* [EXERCISE MATERIALS]:
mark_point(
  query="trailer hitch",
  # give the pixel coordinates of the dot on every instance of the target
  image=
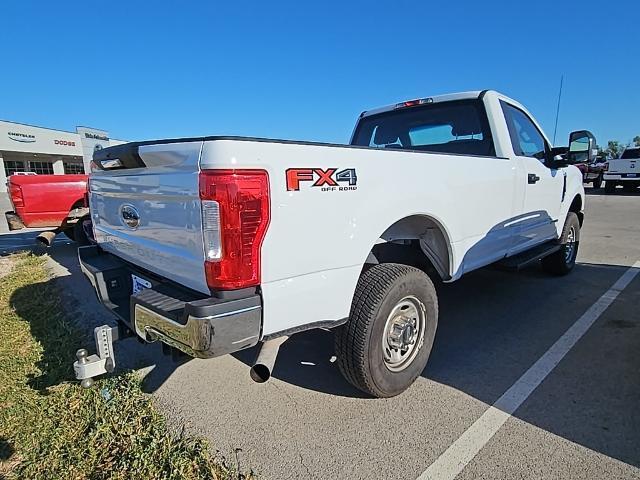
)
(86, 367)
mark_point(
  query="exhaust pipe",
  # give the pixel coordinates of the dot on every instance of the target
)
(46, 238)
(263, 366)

* * *

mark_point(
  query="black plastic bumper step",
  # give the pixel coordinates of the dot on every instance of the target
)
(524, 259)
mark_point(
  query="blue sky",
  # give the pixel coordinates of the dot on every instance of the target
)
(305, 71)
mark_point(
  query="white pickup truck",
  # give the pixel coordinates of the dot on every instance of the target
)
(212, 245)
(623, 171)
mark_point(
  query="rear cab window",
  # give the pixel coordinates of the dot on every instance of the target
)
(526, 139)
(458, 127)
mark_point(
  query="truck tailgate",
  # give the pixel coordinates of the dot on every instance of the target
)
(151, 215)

* [REQUIRED ACTION]: Go through the records above and return every line that holds the string "truck".

* [RESULT FOR THIS EXERCISE]:
  query="white pickup truck",
  query="truck tailgate",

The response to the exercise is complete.